### THE PROBLEM
Collect each line of the entries that holds the string "wall".

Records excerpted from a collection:
((

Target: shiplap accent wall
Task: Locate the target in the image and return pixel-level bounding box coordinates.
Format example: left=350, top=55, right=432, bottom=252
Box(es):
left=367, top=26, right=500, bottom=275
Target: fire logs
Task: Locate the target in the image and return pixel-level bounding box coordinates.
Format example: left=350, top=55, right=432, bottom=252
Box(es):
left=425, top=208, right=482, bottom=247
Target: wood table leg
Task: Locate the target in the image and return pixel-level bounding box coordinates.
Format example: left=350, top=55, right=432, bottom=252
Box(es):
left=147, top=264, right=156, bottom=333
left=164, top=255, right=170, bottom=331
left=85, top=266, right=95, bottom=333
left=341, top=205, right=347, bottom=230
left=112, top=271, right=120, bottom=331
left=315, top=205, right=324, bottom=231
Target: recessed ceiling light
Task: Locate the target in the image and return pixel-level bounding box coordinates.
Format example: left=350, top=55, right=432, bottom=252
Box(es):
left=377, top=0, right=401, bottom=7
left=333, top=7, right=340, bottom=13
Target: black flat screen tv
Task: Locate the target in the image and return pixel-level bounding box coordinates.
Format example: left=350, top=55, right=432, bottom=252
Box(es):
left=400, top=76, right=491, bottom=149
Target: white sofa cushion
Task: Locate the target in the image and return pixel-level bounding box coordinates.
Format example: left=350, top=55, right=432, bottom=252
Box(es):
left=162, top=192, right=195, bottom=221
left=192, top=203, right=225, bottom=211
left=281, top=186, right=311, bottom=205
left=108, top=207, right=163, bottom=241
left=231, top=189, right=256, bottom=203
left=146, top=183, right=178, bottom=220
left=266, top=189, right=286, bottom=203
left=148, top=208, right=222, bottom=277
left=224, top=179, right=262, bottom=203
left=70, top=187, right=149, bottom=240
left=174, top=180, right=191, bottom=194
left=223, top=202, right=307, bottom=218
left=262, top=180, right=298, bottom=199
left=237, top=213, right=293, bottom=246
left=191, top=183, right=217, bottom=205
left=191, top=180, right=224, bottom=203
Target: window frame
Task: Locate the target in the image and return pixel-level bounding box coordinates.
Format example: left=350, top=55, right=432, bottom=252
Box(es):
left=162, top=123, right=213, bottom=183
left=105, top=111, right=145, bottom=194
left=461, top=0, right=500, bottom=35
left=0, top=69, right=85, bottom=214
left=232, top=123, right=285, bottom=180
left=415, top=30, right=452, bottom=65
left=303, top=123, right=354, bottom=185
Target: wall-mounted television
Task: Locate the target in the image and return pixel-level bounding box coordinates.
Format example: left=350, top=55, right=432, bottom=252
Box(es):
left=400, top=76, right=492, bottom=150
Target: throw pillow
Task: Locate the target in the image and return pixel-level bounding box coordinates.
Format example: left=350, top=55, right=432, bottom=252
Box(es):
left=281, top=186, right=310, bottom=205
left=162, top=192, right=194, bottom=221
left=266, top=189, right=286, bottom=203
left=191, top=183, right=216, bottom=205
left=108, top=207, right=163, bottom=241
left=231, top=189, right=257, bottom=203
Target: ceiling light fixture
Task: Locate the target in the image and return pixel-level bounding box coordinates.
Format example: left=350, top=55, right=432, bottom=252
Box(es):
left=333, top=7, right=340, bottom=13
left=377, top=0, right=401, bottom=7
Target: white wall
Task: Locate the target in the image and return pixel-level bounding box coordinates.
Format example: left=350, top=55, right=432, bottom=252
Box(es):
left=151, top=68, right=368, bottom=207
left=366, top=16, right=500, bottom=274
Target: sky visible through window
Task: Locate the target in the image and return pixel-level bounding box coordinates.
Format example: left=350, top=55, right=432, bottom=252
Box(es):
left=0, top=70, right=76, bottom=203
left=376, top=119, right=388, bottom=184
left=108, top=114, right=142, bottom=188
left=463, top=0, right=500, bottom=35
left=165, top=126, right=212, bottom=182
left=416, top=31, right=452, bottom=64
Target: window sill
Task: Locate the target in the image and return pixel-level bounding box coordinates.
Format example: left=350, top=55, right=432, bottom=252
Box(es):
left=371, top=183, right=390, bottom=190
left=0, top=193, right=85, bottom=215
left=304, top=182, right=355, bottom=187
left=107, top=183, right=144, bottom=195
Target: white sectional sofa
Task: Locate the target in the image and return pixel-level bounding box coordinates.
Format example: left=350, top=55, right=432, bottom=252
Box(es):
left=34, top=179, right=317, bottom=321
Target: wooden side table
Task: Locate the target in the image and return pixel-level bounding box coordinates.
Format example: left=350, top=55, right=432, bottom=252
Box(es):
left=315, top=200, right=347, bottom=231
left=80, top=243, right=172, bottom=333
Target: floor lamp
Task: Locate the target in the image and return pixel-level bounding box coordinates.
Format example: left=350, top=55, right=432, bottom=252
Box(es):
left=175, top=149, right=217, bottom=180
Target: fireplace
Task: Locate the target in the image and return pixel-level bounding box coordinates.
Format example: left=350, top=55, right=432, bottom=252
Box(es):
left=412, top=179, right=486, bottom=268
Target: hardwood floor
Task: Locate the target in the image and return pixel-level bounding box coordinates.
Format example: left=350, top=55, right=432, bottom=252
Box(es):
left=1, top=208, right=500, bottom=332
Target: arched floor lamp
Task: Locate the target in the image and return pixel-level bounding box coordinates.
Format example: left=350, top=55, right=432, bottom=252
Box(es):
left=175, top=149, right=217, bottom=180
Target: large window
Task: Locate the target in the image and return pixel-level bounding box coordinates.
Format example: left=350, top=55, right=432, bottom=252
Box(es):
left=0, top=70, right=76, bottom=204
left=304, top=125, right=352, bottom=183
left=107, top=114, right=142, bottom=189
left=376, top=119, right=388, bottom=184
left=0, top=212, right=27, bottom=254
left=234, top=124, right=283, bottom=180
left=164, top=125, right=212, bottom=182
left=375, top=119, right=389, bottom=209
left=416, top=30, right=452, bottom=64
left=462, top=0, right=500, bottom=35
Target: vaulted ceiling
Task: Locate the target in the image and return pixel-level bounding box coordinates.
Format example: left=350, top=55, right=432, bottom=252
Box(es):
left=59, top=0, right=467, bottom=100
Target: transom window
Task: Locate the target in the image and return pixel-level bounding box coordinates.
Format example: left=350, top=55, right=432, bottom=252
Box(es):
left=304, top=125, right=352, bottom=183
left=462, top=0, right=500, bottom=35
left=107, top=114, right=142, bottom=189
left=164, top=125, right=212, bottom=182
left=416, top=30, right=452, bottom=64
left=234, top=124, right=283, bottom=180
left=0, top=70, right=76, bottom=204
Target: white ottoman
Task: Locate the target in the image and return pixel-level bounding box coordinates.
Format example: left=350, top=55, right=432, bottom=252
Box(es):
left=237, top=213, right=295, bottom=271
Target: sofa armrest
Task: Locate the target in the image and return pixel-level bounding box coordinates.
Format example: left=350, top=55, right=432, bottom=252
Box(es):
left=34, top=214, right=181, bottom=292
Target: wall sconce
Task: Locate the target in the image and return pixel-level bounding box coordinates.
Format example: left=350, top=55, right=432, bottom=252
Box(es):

))

### REPLY
Target: shiplap accent wall
Target: wall-mounted television
Target: white wall
Target: wall sconce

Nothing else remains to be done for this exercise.